**Consigne 1:** Rassemblez toutes les lignes de la liste ci-dessous qui contiennent le mot « metal », en les recopiant sans modification.

**Extrait fourni:**

« On
ne se rencontre que pour les mariages et pour les enterrements dans
notre famille » dit Masuo Sakurada (Kenzo Kawarazaki), 39 ans,
à sa cousine Ritsuko (Atsuko Kaku). Tous les deux ont reçu un
télégramme de Terimichi (Atsuo Nakamura), leur oncle illégitime,
leur annonçant son intention de se suicider. Le voyage depuis Tokyo
est long. Ils doivent d’abord prendre l’avion, puis le train et
enfin le bateau avant de pouvoir retrouver la demeure du clan
Sakurada. Durant ce voyage, Masuo va se remémorer plusieurs moment
de sa vie, depuis son enfance jusqu’à aujourd’hui (en 1971 date
de réalisation de La
Cérémonie). Chaque
souvenir, au nombre de cinq, est lié par un enterrement ou un
mariage, comme autant de cérémonies. Le personnage lance en voix
off ces évocations.

**Données fournies:**
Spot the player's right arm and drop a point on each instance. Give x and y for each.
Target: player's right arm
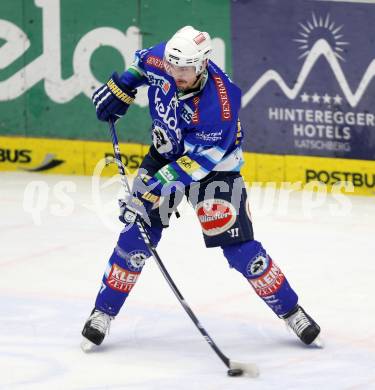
(113, 98)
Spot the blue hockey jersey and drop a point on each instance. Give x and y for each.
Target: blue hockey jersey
(198, 132)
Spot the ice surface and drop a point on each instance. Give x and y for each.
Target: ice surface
(51, 264)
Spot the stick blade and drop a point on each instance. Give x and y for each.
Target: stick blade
(249, 369)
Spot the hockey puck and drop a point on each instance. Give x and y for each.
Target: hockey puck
(235, 372)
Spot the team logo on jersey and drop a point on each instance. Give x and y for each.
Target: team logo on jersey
(121, 279)
(199, 38)
(216, 216)
(162, 138)
(135, 260)
(159, 81)
(269, 282)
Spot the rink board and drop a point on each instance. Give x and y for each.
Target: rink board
(84, 157)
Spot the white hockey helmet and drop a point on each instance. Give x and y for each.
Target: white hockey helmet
(189, 47)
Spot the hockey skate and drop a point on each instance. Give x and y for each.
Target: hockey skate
(303, 326)
(95, 329)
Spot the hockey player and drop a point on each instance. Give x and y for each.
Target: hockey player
(196, 150)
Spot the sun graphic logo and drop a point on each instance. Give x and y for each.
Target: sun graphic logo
(320, 27)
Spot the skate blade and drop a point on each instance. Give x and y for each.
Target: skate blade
(87, 346)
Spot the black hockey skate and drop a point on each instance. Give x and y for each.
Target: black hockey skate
(95, 329)
(303, 326)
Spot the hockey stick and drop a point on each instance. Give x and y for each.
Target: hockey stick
(235, 368)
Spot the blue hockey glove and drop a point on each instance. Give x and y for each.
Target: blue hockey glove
(145, 196)
(112, 99)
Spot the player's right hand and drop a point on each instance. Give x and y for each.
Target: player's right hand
(112, 99)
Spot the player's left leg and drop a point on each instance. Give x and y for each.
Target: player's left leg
(221, 206)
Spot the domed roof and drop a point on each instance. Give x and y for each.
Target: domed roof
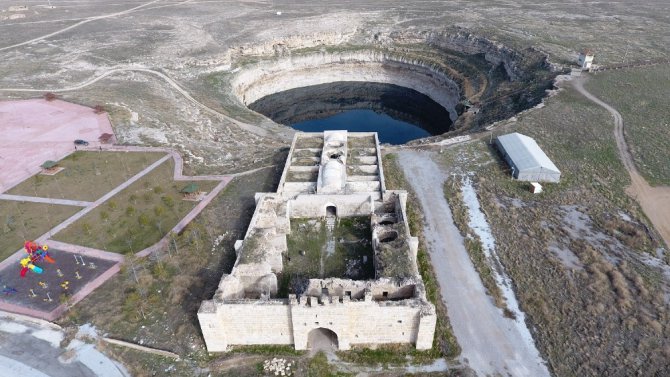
(332, 175)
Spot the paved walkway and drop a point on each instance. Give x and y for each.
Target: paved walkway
(32, 349)
(89, 206)
(35, 199)
(491, 343)
(101, 200)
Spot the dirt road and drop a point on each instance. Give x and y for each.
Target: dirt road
(491, 344)
(655, 201)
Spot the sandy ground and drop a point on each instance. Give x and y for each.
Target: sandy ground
(34, 131)
(655, 201)
(490, 343)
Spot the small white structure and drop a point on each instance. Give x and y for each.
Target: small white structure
(535, 188)
(526, 159)
(585, 59)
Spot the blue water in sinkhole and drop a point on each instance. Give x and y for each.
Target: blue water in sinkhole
(397, 114)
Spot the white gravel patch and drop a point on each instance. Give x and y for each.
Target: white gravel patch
(53, 337)
(481, 227)
(10, 367)
(94, 360)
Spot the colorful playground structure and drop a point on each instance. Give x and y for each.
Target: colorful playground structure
(36, 254)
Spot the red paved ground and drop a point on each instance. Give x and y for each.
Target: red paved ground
(33, 131)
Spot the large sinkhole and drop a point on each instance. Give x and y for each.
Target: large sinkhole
(398, 114)
(402, 93)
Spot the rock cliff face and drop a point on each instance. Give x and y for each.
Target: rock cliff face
(450, 68)
(368, 66)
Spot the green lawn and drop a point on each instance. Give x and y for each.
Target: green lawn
(23, 221)
(87, 175)
(641, 96)
(137, 217)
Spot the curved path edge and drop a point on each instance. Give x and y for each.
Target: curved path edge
(655, 201)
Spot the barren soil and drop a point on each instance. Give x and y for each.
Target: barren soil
(490, 342)
(655, 201)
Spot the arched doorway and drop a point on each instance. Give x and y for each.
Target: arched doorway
(322, 339)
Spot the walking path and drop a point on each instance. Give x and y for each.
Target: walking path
(85, 21)
(244, 126)
(491, 343)
(35, 199)
(103, 199)
(89, 206)
(655, 201)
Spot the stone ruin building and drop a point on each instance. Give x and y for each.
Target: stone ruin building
(328, 255)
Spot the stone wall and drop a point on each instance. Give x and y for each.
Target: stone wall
(315, 205)
(362, 322)
(245, 322)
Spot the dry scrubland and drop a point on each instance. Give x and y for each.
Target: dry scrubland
(580, 254)
(641, 96)
(137, 217)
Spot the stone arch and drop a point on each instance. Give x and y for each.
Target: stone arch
(322, 339)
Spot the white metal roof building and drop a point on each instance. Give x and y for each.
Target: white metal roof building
(526, 158)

**Consigne 2:** Retapez intégralement le passage ci-dessus consacré au film La Cérémonie, sans y changer quoi que ce soit.

**Réponse complète 1:**
Spot the white metal roof building and drop a point on each instance. Give x and y for each.
Target: white metal roof building

**Réponse complète 2:**
« On
ne se rencontre que pour les mariages et pour les enterrements dans
notre famille » dit Masuo Sakurada (Kenzo Kawarazaki), 39 ans,
à sa cousine Ritsuko (Atsuko Kaku). Tous les deux ont reçu un
télégramme de Terimichi (Atsuo Nakamura), leur oncle illégitime,
leur annonçant son intention de se suicider. Le voyage depuis Tokyo
est long. Ils doivent d’abord prendre l’avion, puis le train et
enfin le bateau avant de pouvoir retrouver la demeure du clan
Sakurada. Durant ce voyage, Masuo va se remémorer plusieurs moment
de sa vie, depuis son enfance jusqu’à aujourd’hui (en 1971 date
de réalisation de La
Cérémonie). Chaque
souvenir, au nombre de cinq, est lié par un enterrement ou un
mariage, comme autant de cérémonies. Le personnage lance en voix
off ces évocations.